### PROBLEM TO WORK ON
Extract every line of the material below that contains the word "wooden".

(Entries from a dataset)
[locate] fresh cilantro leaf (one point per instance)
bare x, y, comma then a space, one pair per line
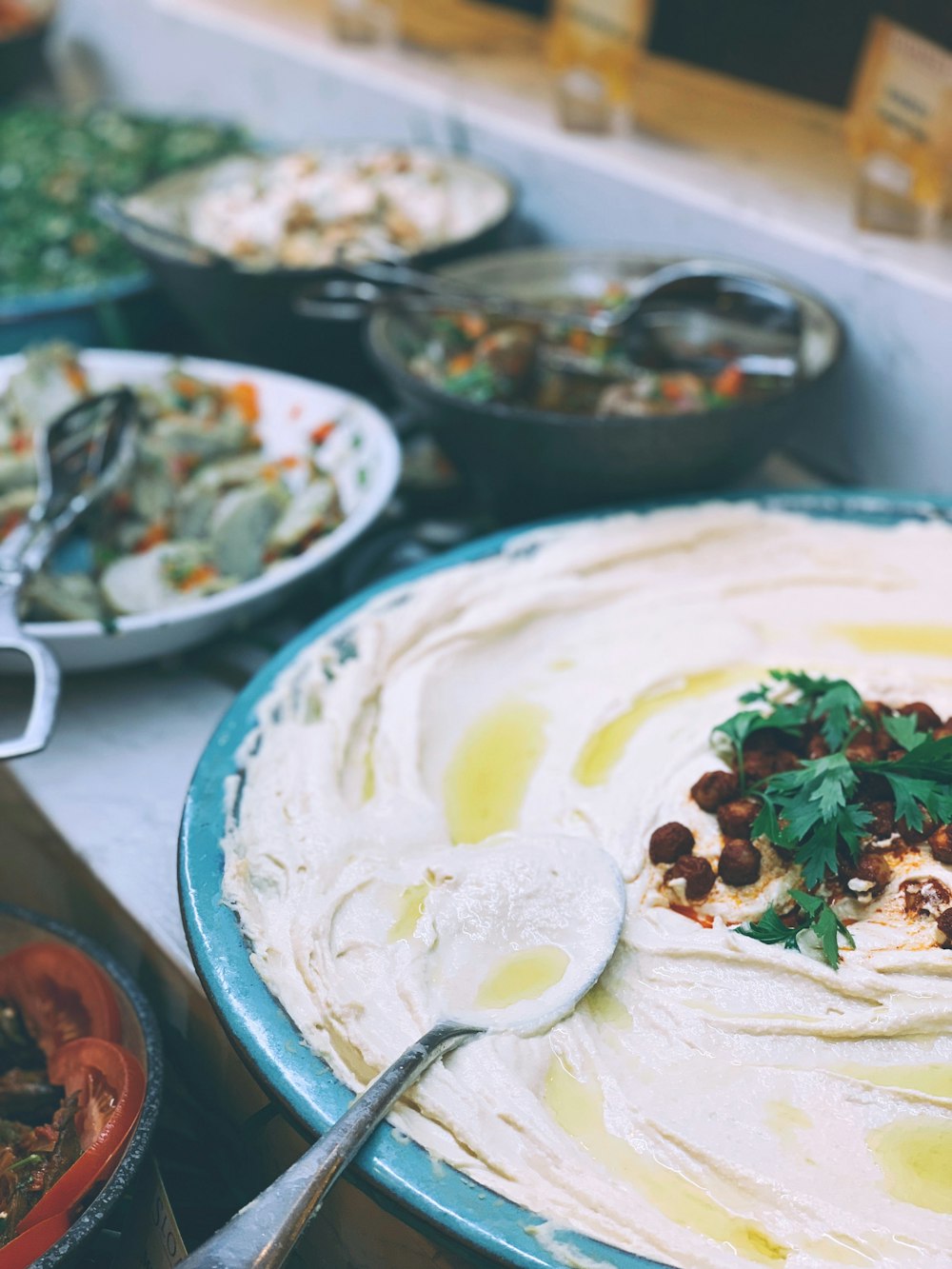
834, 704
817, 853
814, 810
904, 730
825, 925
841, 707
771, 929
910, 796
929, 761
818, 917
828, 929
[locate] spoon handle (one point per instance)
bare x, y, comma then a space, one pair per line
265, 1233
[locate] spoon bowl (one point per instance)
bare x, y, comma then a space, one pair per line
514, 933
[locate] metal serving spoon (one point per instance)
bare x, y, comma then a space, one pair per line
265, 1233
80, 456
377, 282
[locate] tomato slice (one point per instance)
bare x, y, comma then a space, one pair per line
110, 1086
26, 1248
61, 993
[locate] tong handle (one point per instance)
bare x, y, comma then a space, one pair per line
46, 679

* * *

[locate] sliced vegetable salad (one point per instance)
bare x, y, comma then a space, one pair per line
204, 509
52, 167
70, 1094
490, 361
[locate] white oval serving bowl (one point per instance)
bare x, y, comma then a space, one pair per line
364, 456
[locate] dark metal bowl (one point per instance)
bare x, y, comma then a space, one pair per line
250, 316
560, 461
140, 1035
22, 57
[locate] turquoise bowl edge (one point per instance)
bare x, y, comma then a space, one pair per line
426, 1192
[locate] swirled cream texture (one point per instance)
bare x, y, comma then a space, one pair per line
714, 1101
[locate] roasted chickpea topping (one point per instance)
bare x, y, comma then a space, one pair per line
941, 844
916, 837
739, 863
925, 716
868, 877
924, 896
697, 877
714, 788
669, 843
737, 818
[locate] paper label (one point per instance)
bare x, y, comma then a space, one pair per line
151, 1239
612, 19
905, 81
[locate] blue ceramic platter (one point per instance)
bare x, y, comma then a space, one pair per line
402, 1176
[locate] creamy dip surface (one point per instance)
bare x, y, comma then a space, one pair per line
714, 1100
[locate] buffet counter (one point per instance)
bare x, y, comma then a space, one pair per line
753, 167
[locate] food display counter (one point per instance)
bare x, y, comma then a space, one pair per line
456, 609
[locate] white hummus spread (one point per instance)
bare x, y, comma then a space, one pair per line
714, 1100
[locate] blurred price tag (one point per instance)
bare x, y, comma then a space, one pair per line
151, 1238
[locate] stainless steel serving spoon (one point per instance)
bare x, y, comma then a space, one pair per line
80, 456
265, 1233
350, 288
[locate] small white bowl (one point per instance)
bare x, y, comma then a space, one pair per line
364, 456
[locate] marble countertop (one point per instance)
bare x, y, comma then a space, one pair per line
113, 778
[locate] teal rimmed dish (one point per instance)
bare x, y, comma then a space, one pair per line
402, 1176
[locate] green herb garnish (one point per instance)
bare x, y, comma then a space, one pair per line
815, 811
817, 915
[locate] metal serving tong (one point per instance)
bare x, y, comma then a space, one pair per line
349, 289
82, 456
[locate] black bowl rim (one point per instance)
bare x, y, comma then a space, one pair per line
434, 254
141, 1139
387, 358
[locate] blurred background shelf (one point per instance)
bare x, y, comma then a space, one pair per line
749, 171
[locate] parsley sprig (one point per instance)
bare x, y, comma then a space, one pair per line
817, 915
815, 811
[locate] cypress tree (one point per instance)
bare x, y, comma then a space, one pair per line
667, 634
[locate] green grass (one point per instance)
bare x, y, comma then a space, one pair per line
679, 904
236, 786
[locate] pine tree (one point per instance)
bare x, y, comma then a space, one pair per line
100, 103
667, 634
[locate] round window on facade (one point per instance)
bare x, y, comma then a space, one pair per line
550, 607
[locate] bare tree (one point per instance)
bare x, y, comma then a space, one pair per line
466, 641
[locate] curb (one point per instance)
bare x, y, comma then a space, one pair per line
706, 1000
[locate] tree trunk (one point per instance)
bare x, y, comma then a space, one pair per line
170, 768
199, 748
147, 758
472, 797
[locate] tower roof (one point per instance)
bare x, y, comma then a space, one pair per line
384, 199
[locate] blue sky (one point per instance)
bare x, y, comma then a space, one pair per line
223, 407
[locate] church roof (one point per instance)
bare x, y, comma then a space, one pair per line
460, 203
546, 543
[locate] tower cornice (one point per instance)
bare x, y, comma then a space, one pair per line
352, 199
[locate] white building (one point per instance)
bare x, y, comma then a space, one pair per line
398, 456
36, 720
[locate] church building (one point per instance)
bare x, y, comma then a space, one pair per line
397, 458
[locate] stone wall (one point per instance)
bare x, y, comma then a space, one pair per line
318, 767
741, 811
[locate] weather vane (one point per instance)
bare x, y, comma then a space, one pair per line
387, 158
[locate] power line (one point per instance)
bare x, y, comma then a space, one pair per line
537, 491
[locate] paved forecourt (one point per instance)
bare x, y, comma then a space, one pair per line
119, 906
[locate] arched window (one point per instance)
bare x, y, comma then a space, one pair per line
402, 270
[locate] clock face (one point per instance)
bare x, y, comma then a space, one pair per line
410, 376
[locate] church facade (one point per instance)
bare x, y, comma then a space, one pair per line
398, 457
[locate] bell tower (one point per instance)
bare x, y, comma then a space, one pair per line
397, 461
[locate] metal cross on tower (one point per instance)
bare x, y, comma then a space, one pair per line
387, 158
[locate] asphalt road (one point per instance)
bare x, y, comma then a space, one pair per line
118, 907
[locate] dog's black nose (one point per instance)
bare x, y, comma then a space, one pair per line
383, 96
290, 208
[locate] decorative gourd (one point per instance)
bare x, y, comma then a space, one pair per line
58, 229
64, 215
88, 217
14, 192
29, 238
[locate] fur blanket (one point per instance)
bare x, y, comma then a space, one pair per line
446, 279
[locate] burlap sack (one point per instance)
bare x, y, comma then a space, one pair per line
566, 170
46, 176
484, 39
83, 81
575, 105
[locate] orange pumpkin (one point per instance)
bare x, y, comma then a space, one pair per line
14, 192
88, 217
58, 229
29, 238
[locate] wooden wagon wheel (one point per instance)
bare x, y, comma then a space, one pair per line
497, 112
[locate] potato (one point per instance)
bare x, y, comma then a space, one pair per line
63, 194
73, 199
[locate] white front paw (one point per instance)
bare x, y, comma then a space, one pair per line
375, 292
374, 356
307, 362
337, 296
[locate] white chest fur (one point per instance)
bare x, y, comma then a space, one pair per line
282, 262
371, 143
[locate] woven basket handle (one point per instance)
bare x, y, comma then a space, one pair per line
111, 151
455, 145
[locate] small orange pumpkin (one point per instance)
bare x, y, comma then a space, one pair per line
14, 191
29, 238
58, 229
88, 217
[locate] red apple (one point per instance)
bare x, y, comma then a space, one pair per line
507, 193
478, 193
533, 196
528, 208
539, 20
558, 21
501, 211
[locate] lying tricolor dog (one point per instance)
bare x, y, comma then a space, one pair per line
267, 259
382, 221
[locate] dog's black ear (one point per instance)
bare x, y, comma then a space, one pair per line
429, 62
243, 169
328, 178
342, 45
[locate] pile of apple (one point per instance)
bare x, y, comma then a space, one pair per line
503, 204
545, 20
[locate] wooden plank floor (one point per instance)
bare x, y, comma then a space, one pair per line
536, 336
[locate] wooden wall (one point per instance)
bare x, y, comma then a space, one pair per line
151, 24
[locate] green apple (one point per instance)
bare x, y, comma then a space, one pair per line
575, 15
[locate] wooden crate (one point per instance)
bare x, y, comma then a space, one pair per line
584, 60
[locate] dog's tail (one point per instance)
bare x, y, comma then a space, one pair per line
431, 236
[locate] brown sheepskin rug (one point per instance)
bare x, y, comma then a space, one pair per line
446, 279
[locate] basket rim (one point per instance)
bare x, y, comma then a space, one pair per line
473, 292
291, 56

### WRITTEN RESPONSE
[locate] wooden wagon wheel (one point per instance)
[locate] wooden plank floor (one point per instance)
[locate] wooden wall (one point per instance)
[locate] wooden crate (one point per instance)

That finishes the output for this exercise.